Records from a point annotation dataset
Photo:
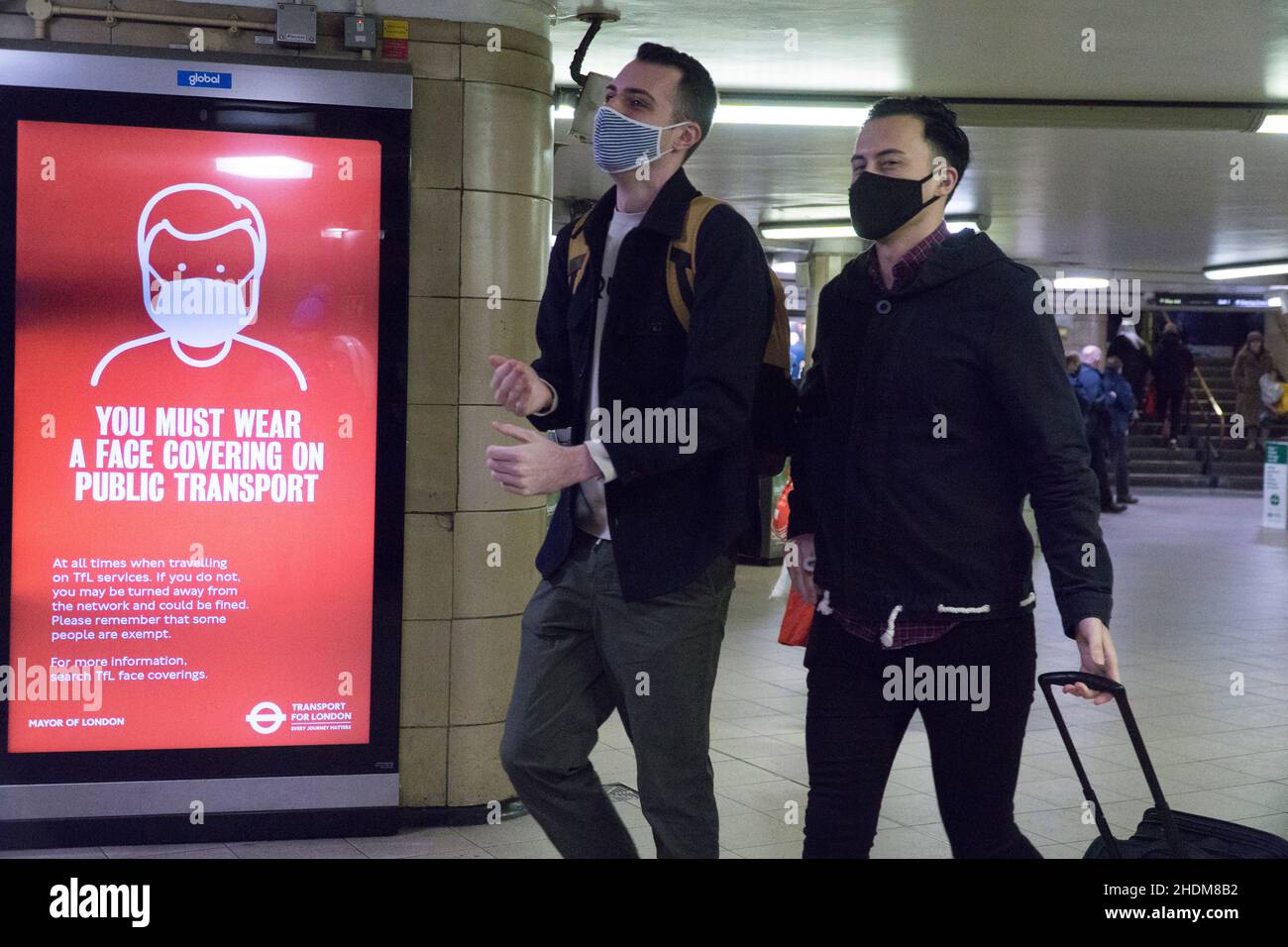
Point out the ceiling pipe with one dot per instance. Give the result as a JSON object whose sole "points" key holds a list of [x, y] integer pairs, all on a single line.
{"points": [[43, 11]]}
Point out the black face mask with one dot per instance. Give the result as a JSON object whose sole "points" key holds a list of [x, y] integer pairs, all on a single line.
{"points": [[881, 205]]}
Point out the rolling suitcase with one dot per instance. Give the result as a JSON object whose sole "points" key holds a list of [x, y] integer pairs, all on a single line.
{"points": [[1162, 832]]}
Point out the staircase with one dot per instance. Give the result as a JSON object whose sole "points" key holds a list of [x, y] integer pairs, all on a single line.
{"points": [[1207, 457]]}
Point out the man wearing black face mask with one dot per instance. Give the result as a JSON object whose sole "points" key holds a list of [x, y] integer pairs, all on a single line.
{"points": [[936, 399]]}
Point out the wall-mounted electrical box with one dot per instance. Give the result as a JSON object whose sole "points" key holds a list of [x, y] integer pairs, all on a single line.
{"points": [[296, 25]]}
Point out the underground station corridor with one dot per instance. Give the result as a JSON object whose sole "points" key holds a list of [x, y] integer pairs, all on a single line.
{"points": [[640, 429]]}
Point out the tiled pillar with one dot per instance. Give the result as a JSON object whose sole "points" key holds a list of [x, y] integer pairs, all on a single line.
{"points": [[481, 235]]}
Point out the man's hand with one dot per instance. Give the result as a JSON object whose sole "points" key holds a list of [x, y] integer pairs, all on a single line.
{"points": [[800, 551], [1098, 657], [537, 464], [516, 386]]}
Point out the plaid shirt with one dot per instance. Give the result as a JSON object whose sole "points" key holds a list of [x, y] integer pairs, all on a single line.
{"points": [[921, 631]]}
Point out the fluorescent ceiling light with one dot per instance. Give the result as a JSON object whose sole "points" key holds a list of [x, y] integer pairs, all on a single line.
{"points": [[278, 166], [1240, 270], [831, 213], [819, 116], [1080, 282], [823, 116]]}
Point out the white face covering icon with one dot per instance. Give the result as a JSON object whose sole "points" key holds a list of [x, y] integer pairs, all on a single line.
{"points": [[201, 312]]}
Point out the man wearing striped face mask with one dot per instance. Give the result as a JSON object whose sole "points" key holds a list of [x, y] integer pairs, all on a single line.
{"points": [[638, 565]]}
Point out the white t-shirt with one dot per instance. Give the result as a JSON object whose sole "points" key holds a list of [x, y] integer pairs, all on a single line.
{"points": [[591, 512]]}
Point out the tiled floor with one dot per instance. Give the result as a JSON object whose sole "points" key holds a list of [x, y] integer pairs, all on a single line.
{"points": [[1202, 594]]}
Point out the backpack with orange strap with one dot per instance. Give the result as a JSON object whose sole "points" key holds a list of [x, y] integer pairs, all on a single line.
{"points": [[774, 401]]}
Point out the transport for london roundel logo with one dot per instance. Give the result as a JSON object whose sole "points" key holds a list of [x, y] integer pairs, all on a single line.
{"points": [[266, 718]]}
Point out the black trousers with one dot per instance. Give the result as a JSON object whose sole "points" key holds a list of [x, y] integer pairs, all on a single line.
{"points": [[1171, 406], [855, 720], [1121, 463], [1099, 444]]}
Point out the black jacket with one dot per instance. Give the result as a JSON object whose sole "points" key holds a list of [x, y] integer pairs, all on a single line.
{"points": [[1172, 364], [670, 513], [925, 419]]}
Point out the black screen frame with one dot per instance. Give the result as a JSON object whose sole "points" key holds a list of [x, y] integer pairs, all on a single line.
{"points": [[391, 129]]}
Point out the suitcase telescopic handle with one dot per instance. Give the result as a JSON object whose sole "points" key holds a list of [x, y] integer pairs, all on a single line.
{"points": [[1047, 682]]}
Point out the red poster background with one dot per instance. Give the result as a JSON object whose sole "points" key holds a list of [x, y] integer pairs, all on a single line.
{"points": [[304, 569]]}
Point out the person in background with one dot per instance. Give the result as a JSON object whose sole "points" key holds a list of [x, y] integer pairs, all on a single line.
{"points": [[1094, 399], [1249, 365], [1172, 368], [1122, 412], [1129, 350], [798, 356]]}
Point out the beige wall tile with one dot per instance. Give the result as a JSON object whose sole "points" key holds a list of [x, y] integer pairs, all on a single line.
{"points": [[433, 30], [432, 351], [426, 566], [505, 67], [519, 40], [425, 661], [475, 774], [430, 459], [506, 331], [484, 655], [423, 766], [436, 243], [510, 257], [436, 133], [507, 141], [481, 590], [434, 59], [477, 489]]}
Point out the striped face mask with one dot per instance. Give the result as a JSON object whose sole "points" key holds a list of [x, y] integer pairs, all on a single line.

Problem to solve ::
Reproduce all of the material above verbatim, leaving out the pictures.

Correct output ::
Photo:
Point out the ceiling pipe with one dot per instance. Give the result as a JSON object whose sole "points" key holds a list of [x, y] integer pairs, all on a single line.
{"points": [[43, 11]]}
Point out the black face mask with one dot per instance. Give the result as a JSON object whose sole "points" key holds a list of [x, y] integer pairs, all on a single line.
{"points": [[881, 205]]}
Point out the rolling suitcase with one dot per instance. Give the result as a JSON object whose sole "points" key holds a list of [x, y] integer pairs, all on a single line.
{"points": [[1162, 832]]}
Point out the staircase with one dot per instance. Give the result as a JSON object whose sole "points" key holds a list of [x, y] integer pairs, all on a single line.
{"points": [[1207, 457]]}
Point out the man wearing black face mask with one dot per instance. Give the result as a JSON object whose sole "points" key holds a list of [x, y] integer pairs, all on a single line.
{"points": [[936, 399]]}
Point out the wall-mounted electrical box with one dot per instance. Give the result as a JSON object whose sole "points" key holds a list of [x, y] integer pairs, all on a single line.
{"points": [[296, 25]]}
Point out the underground station corridor with one dot per instance. Give the result as a JSON object whose sole "points" key holds a list of [x, y] integer pairs, all on a single line.
{"points": [[640, 429]]}
Point out the tiled pillar with one dot per instance. Give the result as a JSON object whose sole "points" key holds a list of [x, y] integer pairs, all on a single line.
{"points": [[481, 235]]}
Point out the man's hand with one dot per instance. Give the result as a JSON object whose sole "points" key holds a list of [x, y] integer pairs, all on a single line.
{"points": [[800, 551], [1098, 657], [537, 464], [516, 386]]}
Point out the plaid shirt with one dot per instance. Give the result as a JSON object whose sole "points" key holds a list of [x, y] integer pairs, all on a single line.
{"points": [[921, 631]]}
Point out the fluorescent ceiling light with one dot per instance. Give the result as a JSON object whose sole "points" key holds a list of [x, y] integer pairs, all on a single line.
{"points": [[278, 166], [1240, 270], [831, 213], [819, 116], [1080, 282], [823, 116]]}
Point out the white face covering icon with one dot per instance. Give the result as a JSON object whose sole "points" key holds a list of [x, y] integer pairs, all on a single line.
{"points": [[201, 312]]}
Point out the man wearing striped face mask with one dot per instance. Give the result as a JSON object whose sole "points" key holds a list of [x, y] integer pairs, all on a single line.
{"points": [[638, 565]]}
Point out the white t-shirt with one dot per instance. Give the result as a JSON object whose sole "points" key holds a list of [x, y] integer pairs, all on a single line.
{"points": [[591, 512]]}
Point out the tiled floor with one dot per instance. Give the result as a JSON object whose sole "points" key holds a list of [x, y] integer pairs, all on a single line.
{"points": [[1202, 594]]}
Point out the backpack with orange strap with one dot per instance. Give the result as a JSON object whose sole "points" key holds a list of [x, y] integer pairs, all on a single line.
{"points": [[774, 401]]}
Point out the transport for london roundel logo with one dot per instance. Give the result as a JSON object whose sole "points" key holds a list of [x, y] integer pairs, all on a single line.
{"points": [[266, 718]]}
Point out the black trousers with one dot per instance. Give the result as a JSON object whose sole "points" key holds a list of [x, y] integer pairs, all on a single line.
{"points": [[1171, 406], [855, 720], [1121, 463], [1099, 444]]}
Point out the black jacket with one dot per instance. Give the result as a JSON object whose sole "points" key holds a list of [x, y] integer pairs, all on a single line.
{"points": [[1172, 364], [670, 513], [925, 419]]}
Point out the black screen frame with one dot per instance. Give the result as a JSON object whose sole "points" key holds a list of [x, y] integer pairs, all on a single line.
{"points": [[391, 129]]}
Point out the suitcase telescopic handle with one dot per instance. Give the result as a JSON object whose sole "points" key holds a list of [x, y] integer pairs, all on a single line.
{"points": [[1047, 682]]}
Point out the red poster background with one dot per instance. Give the result as a JSON object whose sole "points" key holds a list of [x, y] integer pairs, all on a single line.
{"points": [[304, 569]]}
Point out the person in background with one dot per instance. Give the result as a JSON object whose sole "points" key holds a list of [x, y] integer pairs, all on a single line.
{"points": [[1094, 399], [1249, 365], [1172, 368], [1122, 412], [1129, 350], [798, 356]]}
Point out the beige wall tile with one dot per instance. Give the result as a JSON object whose sole "points" key holds a list of [x, y] integer pairs, all on a single line.
{"points": [[433, 30], [432, 351], [426, 566], [505, 67], [519, 40], [425, 661], [475, 774], [430, 459], [506, 331], [484, 655], [423, 766], [436, 243], [510, 257], [436, 133], [507, 141], [481, 590], [434, 59], [477, 489]]}
Point out the striped face mask with one dot per instance. Give the result as a JSON object whose sole "points" key holds a list of [x, y] integer pairs, all on a single line.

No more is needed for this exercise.